Aim of the task:
Pull out the lines from the one containing "Query: man's hair" through the final line of the listing below and repeat them exactly. Leave the pictures behind.

Records to process:
▼

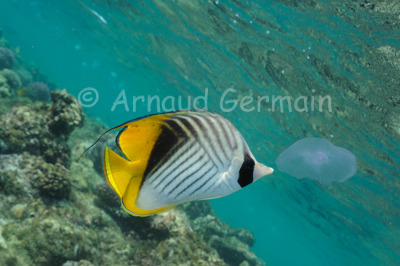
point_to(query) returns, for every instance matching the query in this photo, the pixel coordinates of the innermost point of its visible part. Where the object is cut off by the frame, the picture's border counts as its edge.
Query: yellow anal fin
(129, 200)
(118, 171)
(125, 178)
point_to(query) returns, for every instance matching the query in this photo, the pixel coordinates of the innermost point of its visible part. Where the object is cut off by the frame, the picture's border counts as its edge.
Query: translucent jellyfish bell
(319, 160)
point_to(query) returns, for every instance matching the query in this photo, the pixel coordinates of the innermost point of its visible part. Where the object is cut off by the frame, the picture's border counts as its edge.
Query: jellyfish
(319, 160)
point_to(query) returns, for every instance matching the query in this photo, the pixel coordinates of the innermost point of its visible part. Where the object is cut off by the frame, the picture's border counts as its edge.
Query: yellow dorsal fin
(138, 138)
(125, 177)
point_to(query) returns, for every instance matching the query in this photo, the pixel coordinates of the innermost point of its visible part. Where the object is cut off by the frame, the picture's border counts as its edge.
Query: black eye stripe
(246, 171)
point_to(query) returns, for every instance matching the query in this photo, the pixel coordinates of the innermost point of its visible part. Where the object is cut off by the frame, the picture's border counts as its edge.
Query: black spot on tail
(246, 171)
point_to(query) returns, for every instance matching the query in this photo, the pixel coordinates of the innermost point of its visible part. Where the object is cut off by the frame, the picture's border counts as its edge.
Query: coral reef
(38, 91)
(51, 180)
(6, 58)
(54, 211)
(35, 129)
(66, 113)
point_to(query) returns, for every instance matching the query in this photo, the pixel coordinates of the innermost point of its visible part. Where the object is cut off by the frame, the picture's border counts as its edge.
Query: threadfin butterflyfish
(176, 157)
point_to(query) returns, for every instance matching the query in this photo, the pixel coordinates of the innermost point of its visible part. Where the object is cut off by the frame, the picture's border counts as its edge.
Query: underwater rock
(53, 241)
(66, 113)
(5, 90)
(52, 180)
(24, 129)
(106, 197)
(13, 177)
(195, 209)
(24, 74)
(223, 238)
(233, 251)
(13, 80)
(41, 129)
(38, 91)
(18, 211)
(78, 263)
(6, 58)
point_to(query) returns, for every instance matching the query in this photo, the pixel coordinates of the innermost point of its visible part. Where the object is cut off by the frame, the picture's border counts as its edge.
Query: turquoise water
(258, 48)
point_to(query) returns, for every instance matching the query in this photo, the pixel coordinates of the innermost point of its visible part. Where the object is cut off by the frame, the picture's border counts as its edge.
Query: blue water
(259, 48)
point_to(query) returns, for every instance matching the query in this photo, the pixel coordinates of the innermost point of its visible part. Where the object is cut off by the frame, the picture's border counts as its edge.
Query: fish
(177, 157)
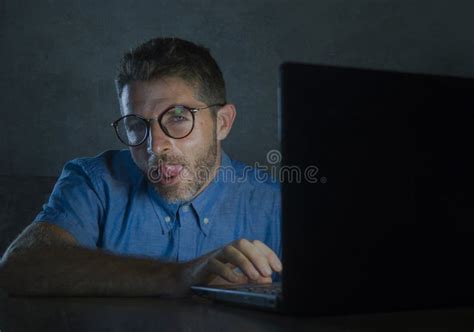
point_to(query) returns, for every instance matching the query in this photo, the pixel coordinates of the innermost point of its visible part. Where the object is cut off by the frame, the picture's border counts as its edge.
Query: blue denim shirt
(107, 202)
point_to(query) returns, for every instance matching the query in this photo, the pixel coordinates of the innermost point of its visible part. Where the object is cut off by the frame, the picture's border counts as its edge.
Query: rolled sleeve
(74, 204)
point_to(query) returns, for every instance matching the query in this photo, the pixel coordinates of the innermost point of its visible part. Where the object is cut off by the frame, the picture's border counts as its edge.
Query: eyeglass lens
(176, 122)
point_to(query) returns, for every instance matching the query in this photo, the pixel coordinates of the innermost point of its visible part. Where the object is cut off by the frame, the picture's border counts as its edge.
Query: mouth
(169, 174)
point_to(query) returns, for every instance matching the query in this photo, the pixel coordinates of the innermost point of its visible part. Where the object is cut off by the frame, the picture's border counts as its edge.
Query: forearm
(73, 270)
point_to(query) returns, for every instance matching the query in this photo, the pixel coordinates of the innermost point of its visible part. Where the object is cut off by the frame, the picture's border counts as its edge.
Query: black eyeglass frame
(148, 122)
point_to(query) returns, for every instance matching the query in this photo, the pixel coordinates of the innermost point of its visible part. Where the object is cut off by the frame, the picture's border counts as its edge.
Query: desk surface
(194, 314)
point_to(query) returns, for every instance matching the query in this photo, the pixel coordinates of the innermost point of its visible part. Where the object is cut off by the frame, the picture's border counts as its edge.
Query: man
(164, 214)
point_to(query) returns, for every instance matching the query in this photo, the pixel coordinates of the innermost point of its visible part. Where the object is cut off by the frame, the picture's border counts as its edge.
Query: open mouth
(170, 174)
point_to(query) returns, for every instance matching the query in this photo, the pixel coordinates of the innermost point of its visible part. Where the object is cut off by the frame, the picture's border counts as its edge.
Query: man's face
(178, 168)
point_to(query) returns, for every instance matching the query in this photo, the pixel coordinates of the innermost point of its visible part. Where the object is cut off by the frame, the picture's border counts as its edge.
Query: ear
(225, 118)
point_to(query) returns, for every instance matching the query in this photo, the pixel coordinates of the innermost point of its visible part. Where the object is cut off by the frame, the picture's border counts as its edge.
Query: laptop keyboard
(271, 289)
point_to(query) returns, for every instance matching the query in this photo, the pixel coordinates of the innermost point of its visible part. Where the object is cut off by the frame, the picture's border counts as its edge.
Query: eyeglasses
(176, 122)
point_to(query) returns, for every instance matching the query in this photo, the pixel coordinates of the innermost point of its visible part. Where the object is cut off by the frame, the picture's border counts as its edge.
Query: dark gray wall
(58, 60)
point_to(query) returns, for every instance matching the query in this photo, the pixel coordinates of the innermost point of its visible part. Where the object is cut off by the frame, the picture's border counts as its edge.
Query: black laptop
(384, 220)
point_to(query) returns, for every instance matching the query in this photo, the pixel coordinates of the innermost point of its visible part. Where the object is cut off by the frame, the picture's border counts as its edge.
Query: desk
(157, 314)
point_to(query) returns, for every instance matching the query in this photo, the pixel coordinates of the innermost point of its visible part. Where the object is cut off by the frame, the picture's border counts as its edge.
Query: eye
(177, 116)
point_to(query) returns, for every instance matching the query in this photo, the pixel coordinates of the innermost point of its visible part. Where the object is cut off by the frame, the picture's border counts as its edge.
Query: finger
(262, 280)
(236, 257)
(223, 270)
(256, 257)
(272, 258)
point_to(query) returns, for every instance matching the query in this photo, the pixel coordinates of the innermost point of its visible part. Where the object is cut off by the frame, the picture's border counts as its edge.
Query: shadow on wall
(21, 199)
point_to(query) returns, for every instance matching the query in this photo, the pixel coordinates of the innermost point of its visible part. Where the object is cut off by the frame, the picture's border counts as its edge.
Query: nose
(158, 142)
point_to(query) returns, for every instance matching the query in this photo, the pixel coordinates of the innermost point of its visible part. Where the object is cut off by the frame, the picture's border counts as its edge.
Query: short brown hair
(174, 57)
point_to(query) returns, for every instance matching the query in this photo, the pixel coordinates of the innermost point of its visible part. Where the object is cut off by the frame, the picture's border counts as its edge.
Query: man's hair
(174, 57)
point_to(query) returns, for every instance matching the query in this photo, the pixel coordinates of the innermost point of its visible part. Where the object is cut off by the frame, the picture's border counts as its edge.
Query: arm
(46, 260)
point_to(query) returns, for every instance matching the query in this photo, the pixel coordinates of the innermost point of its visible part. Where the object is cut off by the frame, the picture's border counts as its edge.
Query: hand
(256, 261)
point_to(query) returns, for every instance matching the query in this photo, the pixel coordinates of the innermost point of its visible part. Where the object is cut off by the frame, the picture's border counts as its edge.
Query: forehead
(151, 96)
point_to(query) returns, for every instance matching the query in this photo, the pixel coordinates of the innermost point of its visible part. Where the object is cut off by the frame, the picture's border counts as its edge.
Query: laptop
(384, 221)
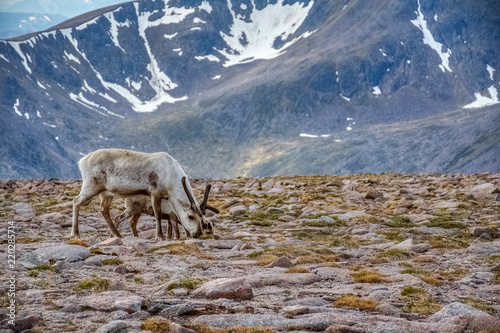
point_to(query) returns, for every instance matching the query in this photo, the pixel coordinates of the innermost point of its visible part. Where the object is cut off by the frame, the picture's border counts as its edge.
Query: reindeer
(135, 207)
(124, 173)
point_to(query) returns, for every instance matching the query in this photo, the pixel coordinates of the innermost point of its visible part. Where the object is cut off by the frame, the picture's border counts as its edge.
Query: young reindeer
(135, 207)
(124, 173)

▲

Answer box:
Query: man's hair
(174, 57)
point_to(query) returns, for every instance matching the query in this photo, the pixel coordinates of the innermost point of its visible part. Where the object is cut off by the frame, the picture's border counts as its edge.
Query: arm
(46, 260)
point_to(query) returns, for every instance matching the query in this photo, the pixel coordinates of the innermost point of its visible part. Where the object is cut off by the frame, the picture's border counts as its edge.
Query: hand
(256, 261)
point_to(query) returns, for every instance matching the query in this photo, the pixel coordinates of the innermost point of its visible part. Where the object is cut off by the frame, the picture's border counts as its edge.
Query: forehead
(151, 96)
point_to(query) returns, for every instance matching the query in this photo, the pixel coordinates of the innermost point of its visible part. Where the object is cut off by the frame, the picture's border counts as its edge.
Query: laptop
(384, 221)
point_to(query) returns, for every instance matching the query in this photo, the pixel coordinates of the innermost point of its visible part. Where the object is cut off by the frame, the picture's border counts as its edge.
Query: reindeer
(135, 207)
(124, 173)
point_to(query) returns, for every instance matching the query in this photo, the pixel coordinates of the innermost point of its visible part. Where the object is cut off by the frame, the picture's border counts as its edge.
Query: young reindeer
(135, 207)
(124, 173)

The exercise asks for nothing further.